• [EXTRAIT FOURNI]:
Giovanni Bellini a été formé par son père, Jacopo (1400-1470), peintre vénitien du courant Gothique international. Son frère Gentile fut également peintre et sa sœur Nicolosia épousa Andrea Mantegna en 1453. La peinture de Bellini a considérablement évolué au cours de sa longue vie pour aboutir à un style qui préfigure la Haute Renaissance et la peinture de Raphaël. La Madonna del Prato (Madone des prés, Madonna of the Meadow) illustre l’aboutissement stylistique de l’artiste.

 

Giovanni Bellini. Madone des prés (1505)

Giovanni Bellini. La madone des prés (v. 1505)
Huile et œuf sur bois, transféré sur toile, 67 × 86 cm, National Gallery, Londres.
Image HD sur NATIONAL GALLERY et WIKIPÉDIA

 

Historique de l’œuvre

L’œuvre a été acquise par la National Gallery en 1858. Elle faisait auparavant partie de la collection Farina (Faenza, Italie). La Madonna del Prato a longtemps été attribuée à Marco Basaiti (1470-1530), peintre italien d’origine albanaise. C’est l’historien de l’art allemand Georg Gronau (1868-1938), spécialiste de la Renaissance italienne et auteur d’un ouvrage sur la famille Bellini, qui remit en cause cette attribution en 1928. Le tableau est désormais unanimement considéré comme un chef-d’œuvre de la maturité de Giovanni Bellini.

La peinture étant endommagée, une restauration et un transfert sur toile ont été réalisés en 1949. Aujourd’hui encore, la peinture reste endommagée par endroits.

 

Analyse de l’œuvre

La principale originalité de la composition réside dans le cadre paysager où apparaît la Vierge à l’Enfant. La Vierge constitue un triangle presque parfait, nettement dissocié du paysage d’arrière-plan par le chromatisme (rouge et bleu) et la monumentalité (90% de la hauteur du tableau). Aucune interaction n’apparaît entre le paysage et la figure de la Vierge de façon à distinguer les deux registres : terrestre et céleste.

Le paysage n’est pas seulement suggéré et laissé dans le flou, mais parfaitement représenté avec de multiples détails pouvant avoir une signification symbolique. Comme il est courant à la Renaissance, ce paysage est emprunté à l’environnement connu du peintre, c'est-à-dire la campagne vénitienne. La Vierge est placée au premier plan dans une prairie. Derrière elle apparaissent des bovins et des moutons, un échassier (grue ou pélican) aux prises avec un serpent, un oiseau noir (corbeau, vautour, aigle) perché dans un arbre et deux personnages (cultivateur et gardien de troupeau).

[Données d'étiquetage par coordonnées]
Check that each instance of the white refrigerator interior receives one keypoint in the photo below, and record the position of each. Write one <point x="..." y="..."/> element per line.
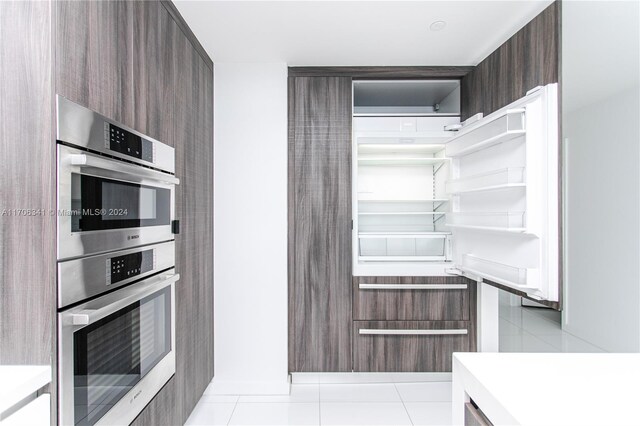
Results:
<point x="432" y="197"/>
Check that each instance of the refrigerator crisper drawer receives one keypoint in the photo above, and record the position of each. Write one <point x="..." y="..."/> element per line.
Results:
<point x="409" y="346"/>
<point x="496" y="179"/>
<point x="403" y="247"/>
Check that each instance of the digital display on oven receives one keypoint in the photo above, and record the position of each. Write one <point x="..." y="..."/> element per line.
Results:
<point x="129" y="144"/>
<point x="130" y="265"/>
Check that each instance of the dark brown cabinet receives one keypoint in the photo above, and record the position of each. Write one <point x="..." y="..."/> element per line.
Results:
<point x="320" y="224"/>
<point x="155" y="41"/>
<point x="193" y="134"/>
<point x="93" y="60"/>
<point x="408" y="346"/>
<point x="138" y="64"/>
<point x="412" y="324"/>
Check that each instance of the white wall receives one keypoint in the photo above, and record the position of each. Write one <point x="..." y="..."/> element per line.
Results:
<point x="250" y="219"/>
<point x="602" y="182"/>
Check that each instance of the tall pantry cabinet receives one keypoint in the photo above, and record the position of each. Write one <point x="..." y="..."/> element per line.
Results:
<point x="319" y="215"/>
<point x="350" y="316"/>
<point x="137" y="63"/>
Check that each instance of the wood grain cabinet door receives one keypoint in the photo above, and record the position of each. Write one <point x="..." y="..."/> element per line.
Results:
<point x="320" y="223"/>
<point x="155" y="39"/>
<point x="94" y="60"/>
<point x="408" y="346"/>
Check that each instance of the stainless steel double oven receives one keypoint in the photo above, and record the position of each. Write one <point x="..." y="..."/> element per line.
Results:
<point x="116" y="268"/>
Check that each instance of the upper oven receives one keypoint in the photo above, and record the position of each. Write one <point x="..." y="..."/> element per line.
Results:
<point x="115" y="186"/>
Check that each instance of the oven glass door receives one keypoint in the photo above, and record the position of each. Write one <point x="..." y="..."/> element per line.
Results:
<point x="101" y="204"/>
<point x="113" y="354"/>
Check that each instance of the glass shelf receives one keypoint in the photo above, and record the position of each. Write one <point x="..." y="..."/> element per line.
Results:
<point x="504" y="128"/>
<point x="508" y="221"/>
<point x="397" y="246"/>
<point x="400" y="161"/>
<point x="510" y="177"/>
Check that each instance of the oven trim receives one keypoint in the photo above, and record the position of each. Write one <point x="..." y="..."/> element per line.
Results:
<point x="75" y="244"/>
<point x="133" y="402"/>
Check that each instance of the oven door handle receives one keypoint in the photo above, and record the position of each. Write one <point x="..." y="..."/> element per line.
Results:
<point x="132" y="294"/>
<point x="97" y="162"/>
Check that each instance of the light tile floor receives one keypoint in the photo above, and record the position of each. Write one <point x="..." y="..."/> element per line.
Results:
<point x="526" y="329"/>
<point x="522" y="329"/>
<point x="427" y="403"/>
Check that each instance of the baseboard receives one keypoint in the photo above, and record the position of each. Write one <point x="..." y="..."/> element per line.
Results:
<point x="312" y="378"/>
<point x="232" y="387"/>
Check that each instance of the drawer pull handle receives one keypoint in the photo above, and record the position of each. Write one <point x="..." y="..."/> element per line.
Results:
<point x="379" y="331"/>
<point x="364" y="286"/>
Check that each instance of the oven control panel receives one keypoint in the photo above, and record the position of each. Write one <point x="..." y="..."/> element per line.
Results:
<point x="125" y="142"/>
<point x="129" y="265"/>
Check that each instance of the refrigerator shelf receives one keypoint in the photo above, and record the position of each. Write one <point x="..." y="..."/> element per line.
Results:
<point x="397" y="213"/>
<point x="501" y="273"/>
<point x="505" y="127"/>
<point x="508" y="221"/>
<point x="433" y="137"/>
<point x="401" y="161"/>
<point x="510" y="177"/>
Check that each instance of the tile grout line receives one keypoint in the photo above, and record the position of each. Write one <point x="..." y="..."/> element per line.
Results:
<point x="233" y="411"/>
<point x="403" y="405"/>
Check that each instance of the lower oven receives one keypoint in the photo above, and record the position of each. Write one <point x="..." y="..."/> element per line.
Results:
<point x="116" y="352"/>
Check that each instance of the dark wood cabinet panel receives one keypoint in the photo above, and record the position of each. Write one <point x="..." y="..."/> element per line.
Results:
<point x="389" y="303"/>
<point x="474" y="417"/>
<point x="193" y="136"/>
<point x="453" y="72"/>
<point x="410" y="352"/>
<point x="27" y="182"/>
<point x="93" y="60"/>
<point x="530" y="58"/>
<point x="161" y="411"/>
<point x="320" y="223"/>
<point x="154" y="32"/>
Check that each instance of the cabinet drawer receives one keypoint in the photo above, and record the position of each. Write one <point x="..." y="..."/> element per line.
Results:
<point x="412" y="298"/>
<point x="408" y="346"/>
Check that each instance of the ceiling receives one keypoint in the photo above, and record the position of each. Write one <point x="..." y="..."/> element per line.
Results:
<point x="335" y="33"/>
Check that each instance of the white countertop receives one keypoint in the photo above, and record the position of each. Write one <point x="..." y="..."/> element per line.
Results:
<point x="18" y="382"/>
<point x="549" y="389"/>
<point x="35" y="413"/>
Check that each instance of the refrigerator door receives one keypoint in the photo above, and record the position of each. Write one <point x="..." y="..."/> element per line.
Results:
<point x="505" y="194"/>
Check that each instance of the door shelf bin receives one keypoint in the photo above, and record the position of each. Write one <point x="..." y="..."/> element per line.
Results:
<point x="403" y="246"/>
<point x="497" y="179"/>
<point x="498" y="220"/>
<point x="504" y="128"/>
<point x="495" y="271"/>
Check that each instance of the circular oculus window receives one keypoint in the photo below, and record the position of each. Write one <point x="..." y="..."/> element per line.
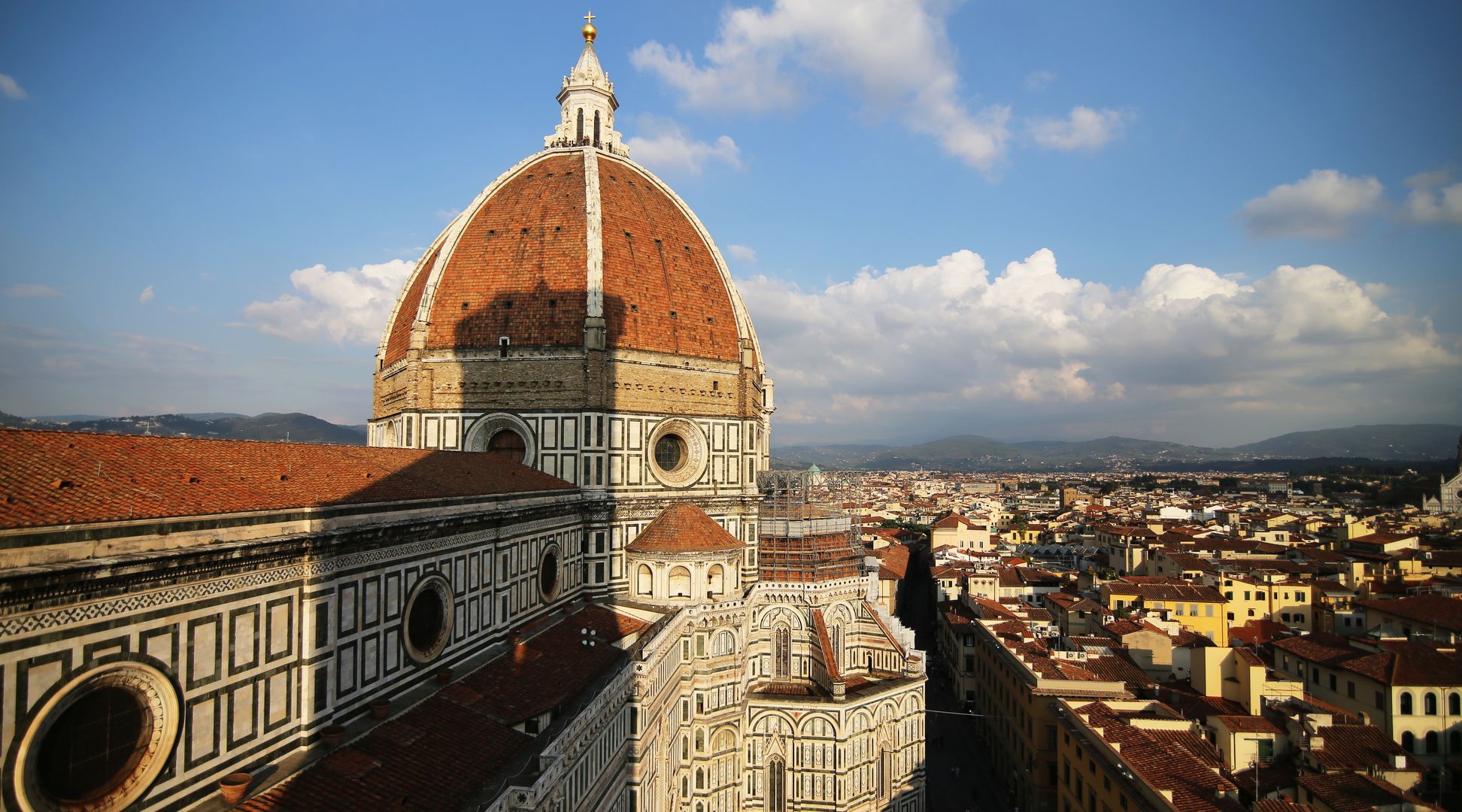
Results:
<point x="427" y="626"/>
<point x="678" y="453"/>
<point x="100" y="742"/>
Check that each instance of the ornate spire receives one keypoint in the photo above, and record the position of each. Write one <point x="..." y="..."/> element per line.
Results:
<point x="588" y="102"/>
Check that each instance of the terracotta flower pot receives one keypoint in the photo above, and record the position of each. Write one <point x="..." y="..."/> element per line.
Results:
<point x="235" y="786"/>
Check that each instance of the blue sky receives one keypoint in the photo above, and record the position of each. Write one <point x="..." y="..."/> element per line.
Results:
<point x="1208" y="224"/>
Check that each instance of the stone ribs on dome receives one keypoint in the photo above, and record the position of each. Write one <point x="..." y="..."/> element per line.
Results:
<point x="517" y="265"/>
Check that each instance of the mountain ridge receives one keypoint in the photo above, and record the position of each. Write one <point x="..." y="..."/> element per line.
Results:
<point x="975" y="453"/>
<point x="221" y="426"/>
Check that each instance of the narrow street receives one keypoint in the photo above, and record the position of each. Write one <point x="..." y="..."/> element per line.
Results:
<point x="957" y="768"/>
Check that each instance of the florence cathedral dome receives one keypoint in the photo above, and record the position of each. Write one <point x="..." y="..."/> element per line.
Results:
<point x="566" y="271"/>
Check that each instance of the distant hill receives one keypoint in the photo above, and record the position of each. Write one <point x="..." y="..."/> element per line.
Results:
<point x="1420" y="441"/>
<point x="974" y="453"/>
<point x="827" y="456"/>
<point x="223" y="426"/>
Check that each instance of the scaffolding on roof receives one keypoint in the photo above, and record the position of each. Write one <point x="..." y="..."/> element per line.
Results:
<point x="806" y="531"/>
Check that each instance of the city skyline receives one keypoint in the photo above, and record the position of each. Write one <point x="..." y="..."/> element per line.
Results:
<point x="1028" y="226"/>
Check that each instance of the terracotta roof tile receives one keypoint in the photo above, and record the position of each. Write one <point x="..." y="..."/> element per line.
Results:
<point x="520" y="266"/>
<point x="1354" y="792"/>
<point x="444" y="751"/>
<point x="54" y="478"/>
<point x="683" y="528"/>
<point x="663" y="289"/>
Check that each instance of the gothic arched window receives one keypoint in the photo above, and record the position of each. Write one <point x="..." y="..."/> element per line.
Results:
<point x="680" y="582"/>
<point x="777" y="785"/>
<point x="783" y="658"/>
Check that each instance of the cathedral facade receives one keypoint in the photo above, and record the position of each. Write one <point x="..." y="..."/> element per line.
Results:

• [TRAVAIL À FAIRE]:
A) Pour chaque affirmation, dites si l'extrait fourni la confirme (oui ou non) et citez les mots du texte qui tranchent : (i) La National Gallery a acquis le tableau en 1858. (ii) La restauration de 1949 a fait disparaître tous les dommages de la peinture. (iii) La Vierge occupe environ la moitié de la hauteur du tableau.
B) Recopiez tel quel le passage de l'extrait fourni qui commence par « Giovanni Bellini a » et se termine par « stylistique de l’artiste. ».

• [CORRIGÉ]:
A)
(i) Oui : « L’œuvre a été acquise par la National Gallery en 1858. »
(ii) Non : « Aujourd’hui encore, la peinture reste endommagée par endroits. »
(iii) Non : « la monumentalité (90% de la hauteur du tableau) »

B)
Giovanni Bellini a été formé par son père, Jacopo (1400-1470), peintre vénitien du courant Gothique international. Son frère Gentile fut également peintre et sa sœur Nicolosia épousa Andrea Mantegna en 1453. La peinture de Bellini a considérablement évolué au cours de sa longue vie pour aboutir à un style qui préfigure la Haute Renaissance et la peinture de Raphaël. La Madonna del Prato (Madone des prés, Madonna of the Meadow) illustre l’aboutissement stylistique de l’artiste.